> **Exercise tasks**
[1] Answer these questions about the blog post on holiday decorations:
(a) What words appear on the large signs the neighbors put on their decks?
(b) When did Hubby get the bare Christmas tree up?
(c) Why was it not practical to pack the Halloween decorations downstairs?
[2] Please return the part of the blog post on holiday decorations from "Wednesday, December 06, 2006" up to and including "just wasn't practical.", copied word for word.

:: Text block

Al-Anon Lifer

Anonymous sharings from a long-time member of Al-Anon, which is a safe place to recover from the effects of alcoholism in a friend or relative...

Wednesday, December 06, 2006

Home Messy Home

I'm usually the type who gets everything in order around me, especially in my home, but circumstances have prevented that this last week. Too much has been going on and things have just piled up... like the Halloween decorations...

When we got home from our trip, most of the neighbors had their Christmas decorations up. Granted, half of them get it done professionally, so they don't count. Our house stood out like the black sheep of the neighborhood with the big scarecrows and ghosts and rotting pumpkins on the front porch. But it was still cold and just not important to bring it all in. My ideal was to pack it downstairs and bring up the Christmas decorations at the same time. However, our daughter was and still is moving out of the basement, so that process just wasn't practical.

I found it almost humorous that it got to my husband first, the shame of having spooks in our yard when the neighbors had their PEACE, HOPE, JOY, and LOVE signs up. No kidding, we have neighbors who have these huge signs they put on their decks every year as if they signed an agreement with each other, even when the owners of the houses change. It is lovely. We can see them from our upstairs window and anyone driving the busy street adjoining our neighborhood can enjoy them...

Anyway, Hubby went outside in the cold and collected the obvious, hanging Halloween decorations. I waited until it got warm again to go out and collect the rest. But I didn't pack them away. Instead, they are piled up in the house. Now we have that pile along with a few turkeys, pumpkins, and fall leaves lurking in the dining room, family room, and kitchen, as well as a bare Christmas tree that Hubby managed to get up between football games on Sunday. I went shopping with our daughter for her new place and got new stockings for the mantel, for Hubby and me. I've decided not to put the kids' stockings up since they're grown and gone.

::::
:: Information provided

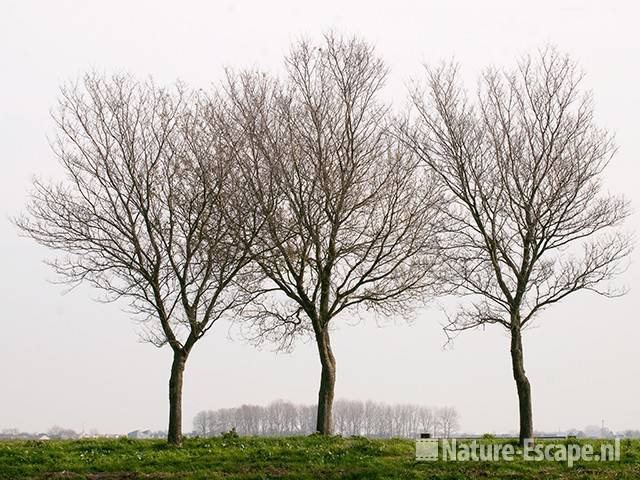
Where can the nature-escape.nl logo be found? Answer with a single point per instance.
(452, 450)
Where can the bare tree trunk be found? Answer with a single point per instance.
(324, 423)
(174, 436)
(522, 384)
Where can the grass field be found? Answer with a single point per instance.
(266, 458)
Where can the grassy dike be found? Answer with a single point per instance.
(281, 457)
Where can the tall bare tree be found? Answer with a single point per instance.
(522, 165)
(349, 221)
(139, 213)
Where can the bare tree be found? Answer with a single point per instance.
(522, 165)
(351, 418)
(349, 220)
(139, 213)
(447, 421)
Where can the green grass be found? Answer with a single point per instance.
(267, 458)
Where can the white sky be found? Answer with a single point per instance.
(67, 360)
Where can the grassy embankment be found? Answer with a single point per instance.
(266, 458)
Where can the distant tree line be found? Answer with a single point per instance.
(291, 203)
(350, 417)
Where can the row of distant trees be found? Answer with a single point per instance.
(289, 203)
(371, 419)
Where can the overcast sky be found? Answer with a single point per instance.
(68, 360)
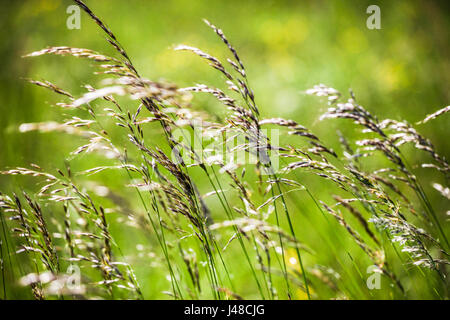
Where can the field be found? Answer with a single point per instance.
(224, 150)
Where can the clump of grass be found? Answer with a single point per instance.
(258, 217)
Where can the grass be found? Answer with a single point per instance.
(213, 226)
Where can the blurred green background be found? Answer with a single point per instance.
(401, 71)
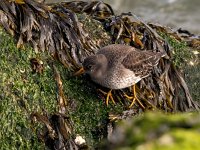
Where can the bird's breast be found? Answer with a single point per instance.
(118, 79)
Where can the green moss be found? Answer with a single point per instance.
(157, 131)
(23, 92)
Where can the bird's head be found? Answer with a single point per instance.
(95, 65)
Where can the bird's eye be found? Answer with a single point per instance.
(90, 66)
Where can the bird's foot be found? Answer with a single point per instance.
(134, 99)
(108, 96)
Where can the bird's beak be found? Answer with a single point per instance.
(79, 72)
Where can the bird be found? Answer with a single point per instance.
(119, 66)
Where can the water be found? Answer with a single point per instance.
(176, 14)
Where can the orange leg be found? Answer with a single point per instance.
(134, 98)
(108, 96)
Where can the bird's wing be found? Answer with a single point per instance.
(141, 62)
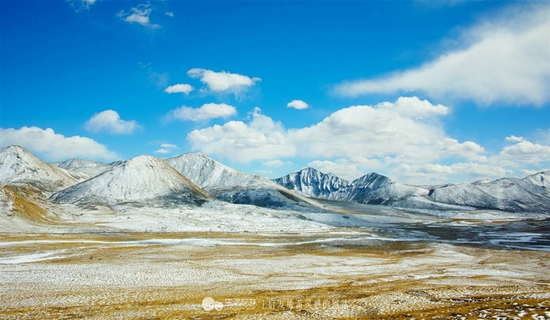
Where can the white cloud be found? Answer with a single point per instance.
(79, 5)
(223, 81)
(503, 60)
(297, 104)
(179, 88)
(110, 121)
(139, 14)
(409, 128)
(166, 148)
(54, 146)
(277, 163)
(206, 112)
(404, 139)
(260, 139)
(169, 146)
(525, 152)
(513, 138)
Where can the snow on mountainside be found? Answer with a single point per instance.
(18, 166)
(531, 194)
(374, 188)
(143, 179)
(313, 183)
(90, 168)
(230, 185)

::::

> **Activity answers**
[1]
(a) PEACE, HOPE, JOY, and LOVE
(b) Between football games on Sunday
(c) Their daughter was, and still is, moving out of the basement.

[2]
Wednesday, December 06, 2006

Home Messy Home

I'm usually the type who gets everything in order around me, especially in my home, but circumstances have prevented that this last week. Too much has been going on and things have just piled up... like the Halloween decorations...

When we got home from our trip, most of the neighbors had their Christmas decorations up. Granted, half of them get it done professionally, so they don't count. Our house stood out like the black sheep of the neighborhood with the big scarecrows and ghosts and rotting pumpkins on the front porch. But it was still cold and just not important to bring it all in. My ideal was to pack it downstairs and bring up the Christmas decorations at the same time. However, our daughter was and still is moving out of the basement, so that process just wasn't practical.